- _TEXTAUSSCHNITT_:
-*-
Hugues de Payens entwickelte den Orden zu einer Institution, die der zerfallenden Ritterschaft des Westens ein neues Ideal gab – jenseits von Gier, Blutdurst und Ruhmsucht.
4. Struktur, Macht und Einfluss
Der Templerorden spiegelte mit seiner Organisation die geistigen Sehnsüchte der Zeit: Armut, Nächstenliebe, Ordnung im Chaos, Disziplin und Kampf im Namen Gottes. Unterstützt von Rom und begünstigt durch juristische Sonderrechte, wuchs der Orden im Osten wie im Westen.
Die Templer bauten Burgen, Kommenden, Schatzkammern und Befestigungen. Sie gruben Tunnel, errichteten Schmieden und Bauernhöfe, gründeten Manufakturen und sogar Banken. Bald unterhielten sie eine eigene Handelsflotte. In ganz Europa verfügten sie über ein engmaschiges Netz wirtschaftlicher, militärischer und spiritueller Stützpunkte – und wurden zu einer der mächtigsten Organisationen ihrer Zeit.
-*-
- _Datensätze_:

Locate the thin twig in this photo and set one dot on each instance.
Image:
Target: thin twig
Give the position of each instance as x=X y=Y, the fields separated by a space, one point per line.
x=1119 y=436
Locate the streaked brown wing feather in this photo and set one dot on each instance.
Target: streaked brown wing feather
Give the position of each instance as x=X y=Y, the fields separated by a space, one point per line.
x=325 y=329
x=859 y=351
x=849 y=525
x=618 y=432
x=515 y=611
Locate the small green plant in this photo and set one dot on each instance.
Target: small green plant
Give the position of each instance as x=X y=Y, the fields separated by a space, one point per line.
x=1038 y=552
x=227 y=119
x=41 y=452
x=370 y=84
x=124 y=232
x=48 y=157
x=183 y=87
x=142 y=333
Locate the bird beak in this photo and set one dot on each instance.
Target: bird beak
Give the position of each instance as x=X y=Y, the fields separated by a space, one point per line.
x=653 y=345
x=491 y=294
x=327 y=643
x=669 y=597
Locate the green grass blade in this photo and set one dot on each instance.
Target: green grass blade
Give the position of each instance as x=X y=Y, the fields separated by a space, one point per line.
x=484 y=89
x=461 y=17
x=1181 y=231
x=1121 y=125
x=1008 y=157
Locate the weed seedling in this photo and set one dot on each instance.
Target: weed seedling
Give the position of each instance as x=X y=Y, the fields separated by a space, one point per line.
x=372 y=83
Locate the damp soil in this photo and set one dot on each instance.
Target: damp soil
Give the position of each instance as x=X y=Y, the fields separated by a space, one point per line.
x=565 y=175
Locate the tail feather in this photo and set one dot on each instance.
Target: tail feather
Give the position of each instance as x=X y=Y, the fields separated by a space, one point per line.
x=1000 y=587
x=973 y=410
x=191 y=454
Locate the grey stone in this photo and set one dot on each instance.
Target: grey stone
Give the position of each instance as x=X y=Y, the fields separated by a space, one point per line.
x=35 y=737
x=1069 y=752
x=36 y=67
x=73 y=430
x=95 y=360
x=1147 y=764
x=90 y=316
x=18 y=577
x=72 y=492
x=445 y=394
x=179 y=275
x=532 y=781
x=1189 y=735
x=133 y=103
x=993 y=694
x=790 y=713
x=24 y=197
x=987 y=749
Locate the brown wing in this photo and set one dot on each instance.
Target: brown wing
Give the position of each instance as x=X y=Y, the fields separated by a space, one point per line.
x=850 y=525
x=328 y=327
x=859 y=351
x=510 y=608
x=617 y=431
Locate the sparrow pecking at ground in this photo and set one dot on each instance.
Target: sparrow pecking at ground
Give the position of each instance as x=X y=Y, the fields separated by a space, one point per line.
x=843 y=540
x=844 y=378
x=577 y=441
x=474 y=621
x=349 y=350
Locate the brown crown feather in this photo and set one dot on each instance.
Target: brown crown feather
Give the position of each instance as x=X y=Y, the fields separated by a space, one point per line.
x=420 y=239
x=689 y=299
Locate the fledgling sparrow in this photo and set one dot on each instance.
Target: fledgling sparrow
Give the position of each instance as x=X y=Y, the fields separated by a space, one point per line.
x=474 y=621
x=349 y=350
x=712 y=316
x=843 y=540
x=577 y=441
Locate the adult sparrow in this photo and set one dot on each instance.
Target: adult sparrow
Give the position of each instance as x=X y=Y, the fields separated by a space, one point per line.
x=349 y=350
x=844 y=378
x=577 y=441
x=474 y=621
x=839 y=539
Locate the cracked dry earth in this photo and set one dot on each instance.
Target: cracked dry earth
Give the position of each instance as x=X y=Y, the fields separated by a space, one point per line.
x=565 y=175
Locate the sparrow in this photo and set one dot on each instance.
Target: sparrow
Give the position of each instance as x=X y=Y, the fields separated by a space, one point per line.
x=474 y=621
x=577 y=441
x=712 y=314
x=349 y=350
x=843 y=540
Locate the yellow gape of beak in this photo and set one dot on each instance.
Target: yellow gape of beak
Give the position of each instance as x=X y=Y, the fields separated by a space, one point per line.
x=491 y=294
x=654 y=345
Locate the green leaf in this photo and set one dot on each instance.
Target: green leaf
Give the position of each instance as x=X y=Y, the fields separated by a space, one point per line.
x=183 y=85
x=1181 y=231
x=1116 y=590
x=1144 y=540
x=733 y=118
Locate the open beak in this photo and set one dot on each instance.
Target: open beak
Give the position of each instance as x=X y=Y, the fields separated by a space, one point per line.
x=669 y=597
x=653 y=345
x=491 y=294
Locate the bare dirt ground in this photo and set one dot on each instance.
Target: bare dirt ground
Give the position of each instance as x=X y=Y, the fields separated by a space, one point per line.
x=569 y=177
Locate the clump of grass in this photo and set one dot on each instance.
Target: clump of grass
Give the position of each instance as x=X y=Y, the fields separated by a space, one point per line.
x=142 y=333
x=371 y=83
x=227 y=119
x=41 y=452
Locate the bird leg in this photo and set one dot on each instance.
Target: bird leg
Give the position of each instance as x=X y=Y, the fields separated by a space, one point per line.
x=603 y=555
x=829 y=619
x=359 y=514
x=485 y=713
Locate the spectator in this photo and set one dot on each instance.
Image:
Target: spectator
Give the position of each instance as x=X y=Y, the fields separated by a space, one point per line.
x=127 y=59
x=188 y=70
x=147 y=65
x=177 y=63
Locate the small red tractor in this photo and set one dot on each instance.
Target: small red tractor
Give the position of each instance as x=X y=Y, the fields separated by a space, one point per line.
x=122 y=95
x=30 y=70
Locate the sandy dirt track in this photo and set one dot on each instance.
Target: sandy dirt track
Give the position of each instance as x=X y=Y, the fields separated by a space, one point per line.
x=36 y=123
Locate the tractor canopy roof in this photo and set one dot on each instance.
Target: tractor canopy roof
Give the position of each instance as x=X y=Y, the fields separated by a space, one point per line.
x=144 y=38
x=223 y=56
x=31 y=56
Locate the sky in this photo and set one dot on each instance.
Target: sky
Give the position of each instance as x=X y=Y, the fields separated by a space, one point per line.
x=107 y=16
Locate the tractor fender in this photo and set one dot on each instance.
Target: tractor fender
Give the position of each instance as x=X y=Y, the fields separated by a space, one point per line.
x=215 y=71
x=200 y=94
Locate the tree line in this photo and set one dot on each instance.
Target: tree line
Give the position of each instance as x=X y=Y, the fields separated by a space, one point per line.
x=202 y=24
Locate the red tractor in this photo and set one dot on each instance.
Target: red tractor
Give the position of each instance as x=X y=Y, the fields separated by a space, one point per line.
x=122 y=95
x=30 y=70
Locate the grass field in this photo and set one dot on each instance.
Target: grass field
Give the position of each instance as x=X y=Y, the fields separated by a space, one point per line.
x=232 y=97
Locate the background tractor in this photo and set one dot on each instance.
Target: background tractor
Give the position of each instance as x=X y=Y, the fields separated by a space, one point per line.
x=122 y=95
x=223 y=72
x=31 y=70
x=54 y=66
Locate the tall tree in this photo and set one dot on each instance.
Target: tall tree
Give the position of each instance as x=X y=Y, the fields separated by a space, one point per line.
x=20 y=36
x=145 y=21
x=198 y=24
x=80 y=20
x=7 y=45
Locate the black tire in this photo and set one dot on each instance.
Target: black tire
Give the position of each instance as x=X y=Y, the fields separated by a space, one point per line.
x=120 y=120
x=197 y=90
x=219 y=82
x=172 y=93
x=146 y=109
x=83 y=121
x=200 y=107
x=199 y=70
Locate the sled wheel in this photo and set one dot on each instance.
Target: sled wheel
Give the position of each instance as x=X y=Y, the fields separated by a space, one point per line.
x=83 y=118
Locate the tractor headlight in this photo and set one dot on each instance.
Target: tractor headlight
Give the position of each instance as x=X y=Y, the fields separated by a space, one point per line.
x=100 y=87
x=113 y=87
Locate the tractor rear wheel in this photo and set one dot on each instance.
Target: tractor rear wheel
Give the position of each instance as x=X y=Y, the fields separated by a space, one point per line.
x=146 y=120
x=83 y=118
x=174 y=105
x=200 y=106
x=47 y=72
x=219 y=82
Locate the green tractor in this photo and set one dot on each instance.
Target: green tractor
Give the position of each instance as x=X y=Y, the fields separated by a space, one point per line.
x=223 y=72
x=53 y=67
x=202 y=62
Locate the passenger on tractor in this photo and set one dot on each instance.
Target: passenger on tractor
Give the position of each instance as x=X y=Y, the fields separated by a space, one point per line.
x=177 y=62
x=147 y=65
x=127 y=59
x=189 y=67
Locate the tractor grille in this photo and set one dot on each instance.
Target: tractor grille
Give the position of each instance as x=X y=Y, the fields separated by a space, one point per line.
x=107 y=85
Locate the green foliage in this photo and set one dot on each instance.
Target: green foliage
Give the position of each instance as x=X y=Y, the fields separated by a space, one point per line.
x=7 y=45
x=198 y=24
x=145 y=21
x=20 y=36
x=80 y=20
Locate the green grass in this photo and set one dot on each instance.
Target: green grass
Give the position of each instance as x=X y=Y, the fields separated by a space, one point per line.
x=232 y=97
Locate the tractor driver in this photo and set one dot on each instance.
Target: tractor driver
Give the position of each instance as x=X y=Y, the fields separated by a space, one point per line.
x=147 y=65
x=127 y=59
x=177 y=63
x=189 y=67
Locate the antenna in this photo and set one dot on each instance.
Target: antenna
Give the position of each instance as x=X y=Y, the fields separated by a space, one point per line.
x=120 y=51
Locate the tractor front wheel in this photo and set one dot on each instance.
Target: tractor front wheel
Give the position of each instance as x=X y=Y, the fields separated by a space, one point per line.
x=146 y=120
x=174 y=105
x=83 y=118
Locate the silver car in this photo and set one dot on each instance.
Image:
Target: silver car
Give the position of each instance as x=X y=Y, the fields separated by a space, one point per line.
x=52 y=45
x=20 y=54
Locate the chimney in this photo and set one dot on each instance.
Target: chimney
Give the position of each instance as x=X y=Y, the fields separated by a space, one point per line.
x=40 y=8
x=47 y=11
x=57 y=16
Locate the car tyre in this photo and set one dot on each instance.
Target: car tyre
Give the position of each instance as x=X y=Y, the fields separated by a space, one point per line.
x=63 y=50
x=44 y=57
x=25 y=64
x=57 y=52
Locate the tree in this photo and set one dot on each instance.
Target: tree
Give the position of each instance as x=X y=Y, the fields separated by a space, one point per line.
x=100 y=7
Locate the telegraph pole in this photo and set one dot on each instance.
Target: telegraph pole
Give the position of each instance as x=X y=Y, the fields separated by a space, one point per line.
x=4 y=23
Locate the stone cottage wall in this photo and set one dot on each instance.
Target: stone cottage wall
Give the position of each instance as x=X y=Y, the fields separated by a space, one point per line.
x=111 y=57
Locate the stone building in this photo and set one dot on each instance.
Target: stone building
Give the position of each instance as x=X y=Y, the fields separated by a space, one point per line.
-*-
- _AUFGABEN_:
1. Prüfe, ob die folgenden Aussagen mit dem Textausschnitt über den Templerorden übereinstimmen: (a) Der Orden wurde von Rom unterstützt. (b) Die Templer verfügten über eine eigene Handelsflotte. (c) Der Orden wuchs ausschließlich im Osten. Antworte jeweils mit Ja oder Nein und zitiere die entscheidenden Worte des Textausschnitts wörtlich.
2. Führe den Textausschnitt über den Templerorden im Anschluss an seinen letzten Satz weiter.
Die Daten stammen aus einer anderen Quelle.

- _ANTWORTEN IN REIHENFOLGE_:
1.
(a) Ja: „Unterstützt von Rom und begünstigt durch juristische Sonderrechte“
(b) Ja: „Bald unterhielten sie eine eigene Handelsflotte.“
(c) Nein: „wuchs der Orden im Osten wie im Westen“

2.
5. Inneres Leben und mystische Ordnung
Parallel zu ihren weltlichen Aktivitäten pflegten die Templer ein reiches spirituelles Leben. Die Zahl Drei hatte besondere Bedeutung: Dreimal im Jahr wurde gebeichtet, dreimal pro Woche Essen an Bedürftige verteilt. Drei große Feiertage – Dreifaltigkeit, Pfingsten, Johannestag – prägten ihr religiöses Jahr. Weihnachten und Ostern hatten vergleichsweise geringe Bedeutung.
Die Templer verstanden sich nicht als Diener weltlicher Herren – weder Papst noch König standen über dem Orden. Sie handelten unabhängig, selbstbewusst und in tiefer Überzeugung, dem Willen Gottes zu folgen – nicht dem von Menschen.
6. Der verborgene Anspruch: Einheit der Religionen
Im Osten begannen die Templer, mehr als nur militärische Kämpfer zu sein. Es scheint, als hätten sie versucht, die religiösen Gegensätze zwischen Christen und Muslimen zu überbrücken. Ihre Vision reichte weit über die Politik hinaus: Sie strebten nach einer Versöhnung der Religionen – nach einem „größeren Ganzen“, das Glaubensrichtungen nicht spaltet, sondern verbindet.
Vielleicht war dies eines der größten Mysterien des Ordens: der Versuch, eine Form des Christentums zu leben, die offen, dialogfähig und gleichzeitig standhaft war. Ein gefährlicher Gedanke in einer Zeit, in der Abgrenzung und Fanatismus das Denken bestimmten.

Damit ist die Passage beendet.